What the exercise asks:
Could you copy out the entries starting with the line with "Locate the cumulus" and going on through the line with "[0,24,220,150]", both included, keeping every line in place and shifting each bounding box coordinate up by 29?

Entries supplied:
(begin)

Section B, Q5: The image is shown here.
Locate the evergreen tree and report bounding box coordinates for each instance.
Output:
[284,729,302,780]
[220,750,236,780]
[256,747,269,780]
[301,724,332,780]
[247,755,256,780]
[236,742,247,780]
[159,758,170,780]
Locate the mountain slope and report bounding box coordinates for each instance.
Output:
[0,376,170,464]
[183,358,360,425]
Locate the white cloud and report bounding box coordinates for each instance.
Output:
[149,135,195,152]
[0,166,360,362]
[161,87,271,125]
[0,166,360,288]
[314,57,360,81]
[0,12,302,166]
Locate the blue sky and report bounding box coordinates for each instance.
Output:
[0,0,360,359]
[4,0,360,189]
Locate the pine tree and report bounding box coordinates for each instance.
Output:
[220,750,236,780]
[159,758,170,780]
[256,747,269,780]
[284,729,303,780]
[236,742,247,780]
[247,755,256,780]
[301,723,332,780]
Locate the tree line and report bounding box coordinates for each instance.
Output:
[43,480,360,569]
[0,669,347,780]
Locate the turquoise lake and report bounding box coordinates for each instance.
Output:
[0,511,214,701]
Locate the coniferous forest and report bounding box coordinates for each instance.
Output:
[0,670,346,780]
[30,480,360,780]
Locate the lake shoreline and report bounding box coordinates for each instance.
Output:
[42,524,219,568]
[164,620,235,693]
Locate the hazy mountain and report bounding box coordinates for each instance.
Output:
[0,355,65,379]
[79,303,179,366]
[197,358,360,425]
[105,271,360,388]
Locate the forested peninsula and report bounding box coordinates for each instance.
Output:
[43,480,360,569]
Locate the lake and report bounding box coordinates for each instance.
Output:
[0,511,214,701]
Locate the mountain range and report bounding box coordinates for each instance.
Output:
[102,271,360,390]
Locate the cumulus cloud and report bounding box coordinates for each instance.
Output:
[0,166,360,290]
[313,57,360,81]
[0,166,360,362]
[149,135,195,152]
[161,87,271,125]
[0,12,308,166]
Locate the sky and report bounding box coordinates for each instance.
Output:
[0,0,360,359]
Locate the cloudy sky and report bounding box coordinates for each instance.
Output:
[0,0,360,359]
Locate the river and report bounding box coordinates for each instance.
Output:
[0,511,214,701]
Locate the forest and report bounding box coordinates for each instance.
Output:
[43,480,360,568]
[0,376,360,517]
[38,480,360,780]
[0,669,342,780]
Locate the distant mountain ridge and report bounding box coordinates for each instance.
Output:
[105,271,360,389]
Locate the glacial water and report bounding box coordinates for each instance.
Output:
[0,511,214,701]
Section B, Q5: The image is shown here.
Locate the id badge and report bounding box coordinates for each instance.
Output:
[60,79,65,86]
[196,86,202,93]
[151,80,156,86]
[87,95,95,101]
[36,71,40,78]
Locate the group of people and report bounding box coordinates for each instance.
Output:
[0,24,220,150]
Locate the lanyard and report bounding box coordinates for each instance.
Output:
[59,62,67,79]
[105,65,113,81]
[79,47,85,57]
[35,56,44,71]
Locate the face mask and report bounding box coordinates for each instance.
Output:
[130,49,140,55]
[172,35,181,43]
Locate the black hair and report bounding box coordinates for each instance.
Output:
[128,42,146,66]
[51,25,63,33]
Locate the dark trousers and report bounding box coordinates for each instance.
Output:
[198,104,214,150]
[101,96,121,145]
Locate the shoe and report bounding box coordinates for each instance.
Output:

(end)

Full answer:
Locate the cumulus cloud and report bounding box coordinates for each instance.
Output:
[29,195,389,319]
[342,86,389,110]
[29,195,389,391]
[178,164,224,181]
[190,116,300,154]
[29,41,337,195]
Locate the sky and report bounding box coordinates for each instance.
Output:
[29,29,389,388]
Locate the cloudy sky and report bounding box coordinates for each instance.
Output:
[29,29,389,388]
Locate the river and report bounding box coordinates for each instance.
Output:
[29,540,243,730]
Locate the forest and report bounding box coordinates for each instance.
Output:
[72,509,389,597]
[29,405,389,546]
[67,509,389,809]
[29,698,371,809]
Locate the distant mountain ridge and report bounding box coordinates for each instance.
Output:
[134,300,389,418]
Locate the glacial water and report bounding box coordinates for each instance.
Output:
[29,540,243,730]
Section B, Q5: The image is shown here.
Locate the id badge and report bounding box coordinates for each instance.
Output:
[89,108,94,115]
[225,115,231,122]
[180,109,185,115]
[116,124,124,130]
[65,100,69,107]
Locate the group of people and report bounding box coordinates for each instance.
Output:
[29,53,249,179]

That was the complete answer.